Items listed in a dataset
══════

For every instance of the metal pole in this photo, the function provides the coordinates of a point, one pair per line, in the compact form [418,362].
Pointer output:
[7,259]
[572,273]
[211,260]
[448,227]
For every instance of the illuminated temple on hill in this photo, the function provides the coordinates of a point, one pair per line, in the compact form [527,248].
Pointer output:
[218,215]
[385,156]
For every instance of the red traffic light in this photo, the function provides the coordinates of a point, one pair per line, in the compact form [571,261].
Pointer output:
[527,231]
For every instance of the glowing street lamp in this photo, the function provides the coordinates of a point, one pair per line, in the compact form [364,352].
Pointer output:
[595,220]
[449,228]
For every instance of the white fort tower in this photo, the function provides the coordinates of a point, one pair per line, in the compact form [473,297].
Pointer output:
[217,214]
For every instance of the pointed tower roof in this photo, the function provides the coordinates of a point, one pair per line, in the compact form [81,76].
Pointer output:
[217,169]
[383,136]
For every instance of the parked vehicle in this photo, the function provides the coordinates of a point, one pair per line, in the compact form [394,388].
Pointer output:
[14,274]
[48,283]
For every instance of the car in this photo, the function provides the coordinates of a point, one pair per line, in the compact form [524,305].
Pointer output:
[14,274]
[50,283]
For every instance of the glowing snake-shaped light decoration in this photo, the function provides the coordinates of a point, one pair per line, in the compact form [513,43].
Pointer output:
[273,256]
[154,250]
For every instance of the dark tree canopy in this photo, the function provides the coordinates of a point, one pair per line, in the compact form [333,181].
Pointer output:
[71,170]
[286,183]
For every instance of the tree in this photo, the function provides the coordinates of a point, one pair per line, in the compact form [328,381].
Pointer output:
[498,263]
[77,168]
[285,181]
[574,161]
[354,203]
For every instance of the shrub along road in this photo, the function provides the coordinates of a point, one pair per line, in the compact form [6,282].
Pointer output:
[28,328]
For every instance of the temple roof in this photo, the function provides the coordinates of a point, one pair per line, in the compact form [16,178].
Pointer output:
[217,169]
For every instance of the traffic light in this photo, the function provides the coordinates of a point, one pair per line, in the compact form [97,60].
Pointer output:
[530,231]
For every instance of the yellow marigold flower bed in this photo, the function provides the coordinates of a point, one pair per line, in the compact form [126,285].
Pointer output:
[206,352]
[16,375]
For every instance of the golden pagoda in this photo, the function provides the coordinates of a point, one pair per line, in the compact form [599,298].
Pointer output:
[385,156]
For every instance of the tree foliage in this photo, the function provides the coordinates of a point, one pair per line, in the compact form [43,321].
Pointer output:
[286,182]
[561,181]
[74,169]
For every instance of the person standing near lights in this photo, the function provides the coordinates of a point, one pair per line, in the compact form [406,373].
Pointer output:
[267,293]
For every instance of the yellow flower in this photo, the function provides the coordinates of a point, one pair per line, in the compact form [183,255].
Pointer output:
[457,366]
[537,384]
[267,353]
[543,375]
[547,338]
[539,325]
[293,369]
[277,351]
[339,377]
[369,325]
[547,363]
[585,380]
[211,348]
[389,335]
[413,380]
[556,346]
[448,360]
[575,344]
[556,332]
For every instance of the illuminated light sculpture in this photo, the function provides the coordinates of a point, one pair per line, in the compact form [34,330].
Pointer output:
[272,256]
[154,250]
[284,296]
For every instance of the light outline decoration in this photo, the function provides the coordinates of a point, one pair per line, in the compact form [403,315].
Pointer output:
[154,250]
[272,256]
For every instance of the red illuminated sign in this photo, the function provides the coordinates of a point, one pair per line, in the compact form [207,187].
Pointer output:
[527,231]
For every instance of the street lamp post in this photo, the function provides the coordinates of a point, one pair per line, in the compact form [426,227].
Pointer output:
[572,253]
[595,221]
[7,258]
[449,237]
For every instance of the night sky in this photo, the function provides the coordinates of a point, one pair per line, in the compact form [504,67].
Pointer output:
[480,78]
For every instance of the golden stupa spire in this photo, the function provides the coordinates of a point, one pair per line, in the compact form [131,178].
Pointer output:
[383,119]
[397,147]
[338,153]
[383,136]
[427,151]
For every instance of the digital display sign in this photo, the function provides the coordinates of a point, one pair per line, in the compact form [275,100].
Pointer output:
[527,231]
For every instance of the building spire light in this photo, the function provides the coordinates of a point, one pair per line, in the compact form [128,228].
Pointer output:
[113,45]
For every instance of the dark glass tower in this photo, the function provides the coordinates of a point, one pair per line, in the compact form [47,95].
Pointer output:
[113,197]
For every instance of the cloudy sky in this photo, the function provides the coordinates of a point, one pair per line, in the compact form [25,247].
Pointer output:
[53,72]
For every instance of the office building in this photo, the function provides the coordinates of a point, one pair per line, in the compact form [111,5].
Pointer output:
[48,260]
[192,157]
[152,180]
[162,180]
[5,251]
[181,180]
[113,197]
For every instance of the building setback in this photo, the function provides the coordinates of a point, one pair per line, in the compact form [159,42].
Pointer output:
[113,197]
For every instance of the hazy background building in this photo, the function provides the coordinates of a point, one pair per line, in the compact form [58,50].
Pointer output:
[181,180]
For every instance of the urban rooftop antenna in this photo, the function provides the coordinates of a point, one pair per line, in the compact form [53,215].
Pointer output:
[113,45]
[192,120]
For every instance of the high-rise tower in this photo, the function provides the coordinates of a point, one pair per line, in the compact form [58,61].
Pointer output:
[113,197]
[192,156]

══════

Exercise>
Recast all of the records above as a two-column CSV with the header columns request and points, one row per record. Put the request text and its answer each in one quoted field, replacing line breaks with spaces.

Written solution>
request,points
"For every instance of the metal pole in this photo, the function provides the coordinates of a point, one pair per line, in the compact form [418,362]. Pointer output:","[7,259] [572,273] [211,260] [448,227]"
"For every instance of the illuminated temple on hill in this photo, the function provides the coordinates of a point, one pair per line, in the compact form [527,248]. Pointer output:","[218,215] [385,156]"
"For every instance of the red traffic light in this photo, the function provides the coordinates of a point, one pair per line, in the compact form [571,261]. Pointer output:","[527,231]"
"For every instance of the glowing street lamp in this photo, the function provides the coordinates of a point, one pair per line, in the compact form [364,352]. Pointer output:","[595,220] [449,228]"
"For every instance of the white fort tower in this photo, the function provides the coordinates of a point, one pair per line, in the compact form [473,297]. Pointer output:","[217,214]"
"For every instance of the pointed tower roof in this photo, the function provides the coordinates of a point, one pair per line, in the compact form [81,76]. Pointer output:","[217,169] [383,136]"
"For every instance of the parked vehicle in this photo, the function provides the coordinates of a point, one pair per line, in the compact form [394,388]. Pointer output:","[14,274] [48,283]"
"For every instance of the car in this photo, the function provides the coordinates of a point, one pair per line, in the compact form [524,305]. Pointer output:","[14,274] [50,283]"
"For every instance of the glowing snake-shaped light decoration in this photo, the function provides the coordinates of a point, one pair per line, in the compact form [513,43]. Pointer output:","[273,256] [154,250]"
"For every instance of the dark tree canopy in this photo, the function provides the coordinates of a point, one pair per line, in the compact form [333,181]. Pointer output:","[71,170] [286,183]"
"For every instance of the tree in this photo, the function provides the coordinates of a point, one pair per line, in the compact form [328,381]. Pointer output:","[498,263] [77,168] [285,181] [574,161] [354,203]"
"For every instance of the shrub along road in this photo, the function provides the coordinates of a point, one pair per line, in the compact form [6,282]. Pointer output:","[28,328]"
"For every instance of the temple roof in this photo, the function provides the coordinates of a point, one pair per line, in the compact form [16,178]. Pointer output:","[217,169]"
"For every instance of the traffic light in this photo, the function provides the coordinates of a point, one pair per line, in the compact form [97,60]. Pointer output:","[530,231]"
"For every instance of the yellow marigold flower bed in this photo, the function provides the coordinates of a point, one pair per line, in the compact form [126,285]. Pointer output:","[206,352] [16,375]"
"For every instance of the golden pagoda in this photo, the function provides the coordinates of a point, one pair per line, in the compact form [599,298]. Pointer output:","[385,156]"
"For every instance of the tree foliage in this photo, the function provides the coordinates of a point, one pair per line, in the compact form [43,321]. Pointer output:","[286,182] [561,181] [74,169]"
"For every instance of the person standing near lights in this photo, the function provides the coordinates of a point, one pair per line, in the compact form [406,373]. Pointer output:","[267,293]"
"For every instance of the yellow flower in this photo, the function provides the coordinates of a point, one pair per line, in the compact form [183,255]. Pointer output:","[457,366] [537,384] [267,353] [543,375] [547,338] [539,325] [293,369] [277,351] [339,377] [369,325] [547,363] [585,380] [211,348] [389,335] [413,380] [556,346] [448,360] [575,344] [556,332]"
"For every instance of the illuminated light sculpture in this photo, the function provides the coordinates of a point, one pair per line, in the compact form [34,330]. Pointer output:","[272,256] [154,250] [284,296]"
"For every instance of the light outline decoration in this photo, the function provides the coordinates of a point, one pair per line, in the compact form [403,315]. Pointer output:","[154,250] [272,256]"
"For every instance of the red illuminated sign in this photo, the function provides the coordinates of a point, one pair per line, in the compact form [207,187]. Pointer output:","[527,231]"
"For every instance of the street lamp post in this photo, the function provides the coordinates of a point, one pair per line, in the compact form [426,227]. Pointer output:","[572,253] [595,221] [7,258] [449,237]"
"For every instance of the night sky in this photo, the function provides the coordinates of a point, one pair per line, in the compact form [504,67]. Pointer output:","[480,78]"
"For every instance of the golden stupa spire in this photo, the function provides the coordinates of a point, one pair per line, in the compact form [131,178]. Pointer output:","[383,119] [397,147] [338,153] [383,136] [427,151]"
"For every instance of the digital display sign in this photo, the function provides the coordinates of a point, one pair per line, in the compact form [275,100]. Pointer output:","[527,231]"
"For every instance of the building spire light in this photo, the function provides the coordinates of a point, one pair per line, in the compact form [128,228]. Pointer output:","[113,45]"
"For every instance of the dark glass tower in this photo, the function provides the coordinates of a point, one pair per line, in the compact form [47,95]. Pointer output:","[113,197]"
"For every instance of the cloudy sky in this photo, the function provides the coordinates of a point, one pair per line, in the compact form [25,247]. Pointer output:","[53,72]"
"For every instance of the office building in this photo, the function provides the coordinates of a point, one pair per line, in the compact form [111,5]. Pointer output:","[48,260] [192,157] [152,180] [162,180] [5,251] [181,180] [113,197]"
"For every instance of the building setback in this photo, the function provides the coordinates of a point, one pair per line, in the compact form [159,42]. Pointer output:","[113,197]"
"For every instance of the hazy background building in this photo, the function provides the coordinates of a point, one pair per line, in the compact form [58,50]. Pointer output:","[181,180]"
"For every instance of the urban rooftop antenna in this photo, the function provides the coordinates of a point, one pair per line, in the compact form [53,215]. Pointer output:","[113,45] [192,120]"
"For every instance of the high-rise tower in this photo, the function provides the coordinates of a point, one pair per line, in the compact form [58,61]. Pointer output:","[113,197] [192,156]"